READING TEXT:
____________
The department and discount store category was the “lucky” one that remained flat, with a customer satisfaction score of 77 out of 100. Meanwhile, the supermarket segment saw its customer satisfaction score fall 2.6% to 76, largely due to rising food costs. Customer satisfaction for health and personal care stores dropped 2.5% to 77 out of 100, while specialty retailers declined 1.3% to 79.
As noted, one category did see success: internet retailers. Customer satisfaction with web shopping rose 5.1%, according to ACSI, hitting 82. Interestingly, the majority of pure play retailers actually saw declines, including Amazon, which fell to 86 but still claimed first place. Instead, the score was boosted by smaller companies and brick-and-mortar retailers’ online presence. Online shoppers cited efficient checkout and payment processes, easy site navigation and wide merchandise options as reasons they were satisfied with internet retailers.
October 2014 research by Forbes Insights, in association with Turn, identified something else retailers could do on their end to boost customer satisfaction: data collection. Among US retail marketing executives, 50% said data-driven marketing had helped them achieve a competitive advantage in customer satisfaction. On the flipside, while half had seen success with data-driven marketing, this means that the other half of retailers still had to improve—or begin—their efforts.
____________
ENTRIES PROVIDED:
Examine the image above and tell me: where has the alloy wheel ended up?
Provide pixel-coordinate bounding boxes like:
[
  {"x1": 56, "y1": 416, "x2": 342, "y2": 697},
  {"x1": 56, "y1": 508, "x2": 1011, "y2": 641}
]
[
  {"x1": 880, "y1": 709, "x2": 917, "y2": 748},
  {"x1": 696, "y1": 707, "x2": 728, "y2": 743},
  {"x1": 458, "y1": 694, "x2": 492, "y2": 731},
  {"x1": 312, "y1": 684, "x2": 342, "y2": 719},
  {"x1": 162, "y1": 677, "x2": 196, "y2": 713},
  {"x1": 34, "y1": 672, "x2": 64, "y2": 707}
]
____________
THE PROBLEM: Copy the retail satisfaction text from "As noted, one" up to and including "with internet retailers.", and switch "web shopping" to "online shopping". The records come from a separate source and have nothing to do with the retail satisfaction text.

REPLY:
As noted, one category did see success: internet retailers. Customer satisfaction with online shopping rose 5.1%, according to ACSI, hitting 82. Interestingly, the majority of pure play retailers actually saw declines, including Amazon, which fell to 86 but still claimed first place. Instead, the score was boosted by smaller companies and brick-and-mortar retailers’ online presence. Online shoppers cited efficient checkout and payment processes, easy site navigation and wide merchandise options as reasons they were satisfied with internet retailers.